» **O que fazer**:
(a) Segundo o trecho sobre o cinismo, de quem o cinismo contemporâneo é herdeiro?
(b) Indique se cada afirmação abaixo está de acordo com o trecho sobre o cinismo, respondendo sim ou não e citando as palavras do trecho que decidem a resposta: (i) Alguns cínicos arrastavam peixes pelas ruas de Atenas. (ii) Alguns cínicos esbofeteavam os poderosos. (iii) Diógenes é situado entre gregos do século V a.C.
(c) Explique, com base no trecho sobre o cinismo, por que alguns cínicos tomavam o cão por modelo.

» **Trecho fornecido**:
====================

“Loucos pelo poder e protegidos por uma memória deficientemente curta, os cínicos brilham no baile de máscaras, nos corredores do parlamento ou na camarinha dos partidos políticos.” (...)
 
 
 
 
Fiquem aliviados pois o século XXI brevemente irá desmoronar, tendo como principal trilha sonora um majestoso estrondo seguido de alaridos agudos vindos da carnificina deliberada do holocausto genético patrocinado pelo feroz capitalismo que produz sistematicamente a pauperização generalizada.

Exala esse pré-apocalipse os cheiros de pólvora, morte e indiferença dos senhores da guerra que lucram com o sangue e a subserviência.
 
O cinismo contemporâneo[1] é amoral e herdeiro de Diógenes que com outros gregos do século IV a.C., nada põem acima dos valores e aspiram uma moral superior dotada de virtudes sublimes e de estilo tenso e enérgico.
 
Alguns cínicos[2] arrastavam peixes na ponta de um barbante pelas ruas de Atenas, masturbavam-se em público, esbofeteavam os poderosos e interpelavam os mestres que em andrajos saíam pelos fundos e tomavam o cão por modelo, pois morde apenas aqueles que merecem.
 
Mas qual seria o objetivo de tudo aquilo? Perguntarão os aflitos. Desmistificar, pulverizar os ideais gregários e os pensamentos coletivos que geraram as civilizações nutridas pelas essências dos indivíduos, ou criticar o falso pudor, a obsessão da reputação, a submissão à autoridade, as ações e pensamentos interesseiros e sujeitos à vontade da maioria que quer impor suas palavras de ordem?

====================

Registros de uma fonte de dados
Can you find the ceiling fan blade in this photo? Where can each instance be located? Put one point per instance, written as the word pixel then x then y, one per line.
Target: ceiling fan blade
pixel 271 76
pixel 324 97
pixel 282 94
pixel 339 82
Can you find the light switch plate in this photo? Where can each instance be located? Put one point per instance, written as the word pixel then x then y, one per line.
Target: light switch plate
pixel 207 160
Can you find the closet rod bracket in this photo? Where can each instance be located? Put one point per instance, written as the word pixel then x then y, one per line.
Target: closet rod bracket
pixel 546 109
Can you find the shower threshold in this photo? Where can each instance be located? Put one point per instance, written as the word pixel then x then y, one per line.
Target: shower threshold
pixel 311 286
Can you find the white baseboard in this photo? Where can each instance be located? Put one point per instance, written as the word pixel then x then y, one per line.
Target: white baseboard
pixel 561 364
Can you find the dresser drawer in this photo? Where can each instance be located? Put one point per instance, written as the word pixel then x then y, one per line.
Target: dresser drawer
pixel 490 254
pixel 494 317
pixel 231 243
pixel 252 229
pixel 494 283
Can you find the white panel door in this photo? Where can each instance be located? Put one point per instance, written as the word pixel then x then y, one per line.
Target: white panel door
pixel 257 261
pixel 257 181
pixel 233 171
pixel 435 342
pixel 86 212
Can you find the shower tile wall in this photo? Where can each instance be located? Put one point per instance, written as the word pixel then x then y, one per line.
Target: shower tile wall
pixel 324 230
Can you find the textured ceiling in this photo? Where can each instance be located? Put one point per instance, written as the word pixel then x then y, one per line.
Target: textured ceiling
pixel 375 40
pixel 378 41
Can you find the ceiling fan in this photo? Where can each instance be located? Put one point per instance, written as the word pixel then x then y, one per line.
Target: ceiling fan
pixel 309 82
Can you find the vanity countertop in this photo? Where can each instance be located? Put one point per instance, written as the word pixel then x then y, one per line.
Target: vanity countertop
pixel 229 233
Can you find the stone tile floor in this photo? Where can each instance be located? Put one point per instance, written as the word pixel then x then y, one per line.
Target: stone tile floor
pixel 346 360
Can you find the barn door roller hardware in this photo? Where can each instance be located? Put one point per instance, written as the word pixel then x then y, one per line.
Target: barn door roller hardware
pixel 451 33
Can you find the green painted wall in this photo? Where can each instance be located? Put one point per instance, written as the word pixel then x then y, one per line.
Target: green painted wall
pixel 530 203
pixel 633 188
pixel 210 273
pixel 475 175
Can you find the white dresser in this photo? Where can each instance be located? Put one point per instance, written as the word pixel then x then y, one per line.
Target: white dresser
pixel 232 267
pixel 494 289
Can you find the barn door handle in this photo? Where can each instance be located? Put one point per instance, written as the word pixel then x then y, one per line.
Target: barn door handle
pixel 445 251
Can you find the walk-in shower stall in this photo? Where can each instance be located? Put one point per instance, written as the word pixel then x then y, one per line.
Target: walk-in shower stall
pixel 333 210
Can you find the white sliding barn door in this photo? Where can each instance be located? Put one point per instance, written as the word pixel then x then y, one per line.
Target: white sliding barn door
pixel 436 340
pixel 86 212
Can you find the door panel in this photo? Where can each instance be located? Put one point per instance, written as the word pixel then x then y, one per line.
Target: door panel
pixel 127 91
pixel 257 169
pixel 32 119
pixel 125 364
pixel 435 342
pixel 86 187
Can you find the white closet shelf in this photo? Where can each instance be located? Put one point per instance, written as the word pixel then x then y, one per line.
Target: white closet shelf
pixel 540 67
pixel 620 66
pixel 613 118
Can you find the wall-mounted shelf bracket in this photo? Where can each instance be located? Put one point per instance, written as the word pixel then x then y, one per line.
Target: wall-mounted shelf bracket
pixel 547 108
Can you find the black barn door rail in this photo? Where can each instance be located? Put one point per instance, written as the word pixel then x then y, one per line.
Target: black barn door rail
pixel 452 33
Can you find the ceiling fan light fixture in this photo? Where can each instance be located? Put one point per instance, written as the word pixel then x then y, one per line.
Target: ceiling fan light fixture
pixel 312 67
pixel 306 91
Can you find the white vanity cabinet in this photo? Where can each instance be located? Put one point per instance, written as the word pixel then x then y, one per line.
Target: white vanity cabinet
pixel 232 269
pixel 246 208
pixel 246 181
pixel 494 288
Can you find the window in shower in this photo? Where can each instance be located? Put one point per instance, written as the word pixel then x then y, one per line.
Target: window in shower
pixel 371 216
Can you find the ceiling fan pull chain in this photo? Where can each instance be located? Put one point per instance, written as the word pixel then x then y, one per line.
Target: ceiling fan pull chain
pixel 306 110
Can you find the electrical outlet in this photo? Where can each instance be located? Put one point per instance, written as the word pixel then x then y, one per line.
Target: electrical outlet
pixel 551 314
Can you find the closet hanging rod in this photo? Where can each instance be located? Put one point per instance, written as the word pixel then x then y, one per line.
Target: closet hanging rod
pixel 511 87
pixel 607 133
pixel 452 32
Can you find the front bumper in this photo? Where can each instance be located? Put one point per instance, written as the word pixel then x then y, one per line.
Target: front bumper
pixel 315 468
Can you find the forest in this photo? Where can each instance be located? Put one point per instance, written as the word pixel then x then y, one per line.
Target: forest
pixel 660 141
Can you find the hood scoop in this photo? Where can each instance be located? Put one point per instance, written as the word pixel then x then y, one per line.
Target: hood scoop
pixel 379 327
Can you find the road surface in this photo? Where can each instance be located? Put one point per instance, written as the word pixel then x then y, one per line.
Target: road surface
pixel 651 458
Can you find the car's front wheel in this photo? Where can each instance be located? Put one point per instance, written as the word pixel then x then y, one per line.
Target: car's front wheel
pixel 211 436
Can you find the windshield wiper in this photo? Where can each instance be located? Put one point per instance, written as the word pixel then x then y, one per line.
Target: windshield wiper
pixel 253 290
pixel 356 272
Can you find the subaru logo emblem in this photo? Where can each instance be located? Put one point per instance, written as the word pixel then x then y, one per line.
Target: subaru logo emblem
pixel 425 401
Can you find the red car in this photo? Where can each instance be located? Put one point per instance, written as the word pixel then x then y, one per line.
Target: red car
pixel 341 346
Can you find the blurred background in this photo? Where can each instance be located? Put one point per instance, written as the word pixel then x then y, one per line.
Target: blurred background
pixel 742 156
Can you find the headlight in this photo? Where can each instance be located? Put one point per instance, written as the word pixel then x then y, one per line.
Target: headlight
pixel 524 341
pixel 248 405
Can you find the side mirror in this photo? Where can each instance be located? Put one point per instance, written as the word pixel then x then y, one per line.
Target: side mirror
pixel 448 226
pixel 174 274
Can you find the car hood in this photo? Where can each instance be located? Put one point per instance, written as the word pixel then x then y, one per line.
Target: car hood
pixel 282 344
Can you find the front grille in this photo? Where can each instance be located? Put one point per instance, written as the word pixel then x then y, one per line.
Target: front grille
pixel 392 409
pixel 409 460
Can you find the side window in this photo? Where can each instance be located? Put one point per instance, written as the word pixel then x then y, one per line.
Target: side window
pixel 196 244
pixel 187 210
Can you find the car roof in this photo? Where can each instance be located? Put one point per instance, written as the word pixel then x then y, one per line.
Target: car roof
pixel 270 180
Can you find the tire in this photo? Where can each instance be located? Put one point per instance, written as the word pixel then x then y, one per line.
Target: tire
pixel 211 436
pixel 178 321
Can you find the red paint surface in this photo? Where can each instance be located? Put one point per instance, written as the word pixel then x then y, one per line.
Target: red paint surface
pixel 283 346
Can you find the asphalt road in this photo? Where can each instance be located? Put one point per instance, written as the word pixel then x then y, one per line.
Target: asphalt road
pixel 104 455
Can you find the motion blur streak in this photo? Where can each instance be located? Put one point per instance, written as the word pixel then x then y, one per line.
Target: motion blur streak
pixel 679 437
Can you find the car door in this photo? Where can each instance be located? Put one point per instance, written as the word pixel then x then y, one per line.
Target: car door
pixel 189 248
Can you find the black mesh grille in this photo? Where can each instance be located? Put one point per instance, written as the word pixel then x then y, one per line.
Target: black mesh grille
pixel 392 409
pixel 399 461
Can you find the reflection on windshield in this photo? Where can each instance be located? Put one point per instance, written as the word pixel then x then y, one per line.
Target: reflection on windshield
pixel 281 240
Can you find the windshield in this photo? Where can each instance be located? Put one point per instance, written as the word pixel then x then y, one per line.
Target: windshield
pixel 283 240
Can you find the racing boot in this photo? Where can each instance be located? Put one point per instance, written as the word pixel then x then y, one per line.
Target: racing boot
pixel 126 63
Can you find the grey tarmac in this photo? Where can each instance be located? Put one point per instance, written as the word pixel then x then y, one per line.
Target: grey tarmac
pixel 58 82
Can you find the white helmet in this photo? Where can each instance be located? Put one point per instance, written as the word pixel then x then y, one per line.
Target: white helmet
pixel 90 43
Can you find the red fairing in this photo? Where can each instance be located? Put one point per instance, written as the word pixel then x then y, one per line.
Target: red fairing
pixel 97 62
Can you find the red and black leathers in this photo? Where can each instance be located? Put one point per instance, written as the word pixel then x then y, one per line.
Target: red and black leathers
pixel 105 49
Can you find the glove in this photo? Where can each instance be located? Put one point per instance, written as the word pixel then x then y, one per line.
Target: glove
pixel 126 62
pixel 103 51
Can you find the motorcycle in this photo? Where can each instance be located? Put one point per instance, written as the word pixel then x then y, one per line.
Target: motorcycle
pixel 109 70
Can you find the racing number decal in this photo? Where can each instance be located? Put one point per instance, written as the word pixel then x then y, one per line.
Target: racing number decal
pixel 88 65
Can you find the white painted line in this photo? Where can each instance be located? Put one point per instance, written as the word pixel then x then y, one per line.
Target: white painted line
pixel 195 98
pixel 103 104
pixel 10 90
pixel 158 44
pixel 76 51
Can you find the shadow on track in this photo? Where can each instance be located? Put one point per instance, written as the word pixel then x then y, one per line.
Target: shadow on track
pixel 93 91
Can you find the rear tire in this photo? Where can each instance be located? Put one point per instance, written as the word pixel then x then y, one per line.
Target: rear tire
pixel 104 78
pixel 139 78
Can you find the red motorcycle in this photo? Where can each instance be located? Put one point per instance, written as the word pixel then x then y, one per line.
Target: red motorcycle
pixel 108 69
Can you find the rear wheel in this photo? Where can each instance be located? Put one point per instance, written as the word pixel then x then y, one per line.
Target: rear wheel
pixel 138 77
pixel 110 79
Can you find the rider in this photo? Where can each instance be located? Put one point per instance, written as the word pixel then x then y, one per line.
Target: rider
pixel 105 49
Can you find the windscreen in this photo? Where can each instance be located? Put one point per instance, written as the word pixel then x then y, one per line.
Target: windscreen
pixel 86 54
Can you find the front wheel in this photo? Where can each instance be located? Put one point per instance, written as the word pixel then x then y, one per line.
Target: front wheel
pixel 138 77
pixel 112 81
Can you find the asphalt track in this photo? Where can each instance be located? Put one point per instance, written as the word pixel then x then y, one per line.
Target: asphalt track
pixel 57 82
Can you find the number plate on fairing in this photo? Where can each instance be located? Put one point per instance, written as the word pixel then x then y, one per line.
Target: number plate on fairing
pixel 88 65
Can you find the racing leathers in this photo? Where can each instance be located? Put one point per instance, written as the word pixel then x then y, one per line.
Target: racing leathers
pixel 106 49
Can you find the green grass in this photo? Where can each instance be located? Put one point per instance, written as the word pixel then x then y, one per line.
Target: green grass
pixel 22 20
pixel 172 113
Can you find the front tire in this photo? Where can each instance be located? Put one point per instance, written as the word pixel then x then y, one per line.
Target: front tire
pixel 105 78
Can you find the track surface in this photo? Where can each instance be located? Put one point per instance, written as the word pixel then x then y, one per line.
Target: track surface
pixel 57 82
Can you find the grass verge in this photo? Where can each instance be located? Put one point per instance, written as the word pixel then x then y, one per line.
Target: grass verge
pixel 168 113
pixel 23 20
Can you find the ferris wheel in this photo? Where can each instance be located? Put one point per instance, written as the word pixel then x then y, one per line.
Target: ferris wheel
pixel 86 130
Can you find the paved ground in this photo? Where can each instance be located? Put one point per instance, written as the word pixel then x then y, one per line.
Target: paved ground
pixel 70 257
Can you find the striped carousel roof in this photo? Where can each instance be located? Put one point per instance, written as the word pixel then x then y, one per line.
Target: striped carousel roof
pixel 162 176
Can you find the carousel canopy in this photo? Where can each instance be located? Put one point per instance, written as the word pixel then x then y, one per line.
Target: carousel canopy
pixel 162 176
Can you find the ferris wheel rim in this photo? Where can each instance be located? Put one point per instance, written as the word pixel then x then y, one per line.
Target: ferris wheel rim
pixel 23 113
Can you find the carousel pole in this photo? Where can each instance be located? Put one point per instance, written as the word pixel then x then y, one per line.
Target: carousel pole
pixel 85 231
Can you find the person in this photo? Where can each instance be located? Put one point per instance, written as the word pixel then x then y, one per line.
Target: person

====================

» **Soluções por tarefa**:
(a) De Diógenes.

(b)
(i) Sim: "arrastavam peixes na ponta de um barbante pelas ruas de Atenas".
(ii) Sim: "esbofeteavam os poderosos".
(iii) Não: "com outros gregos do século IV a.C.".

(c) Porque o cão morde apenas aqueles que merecem.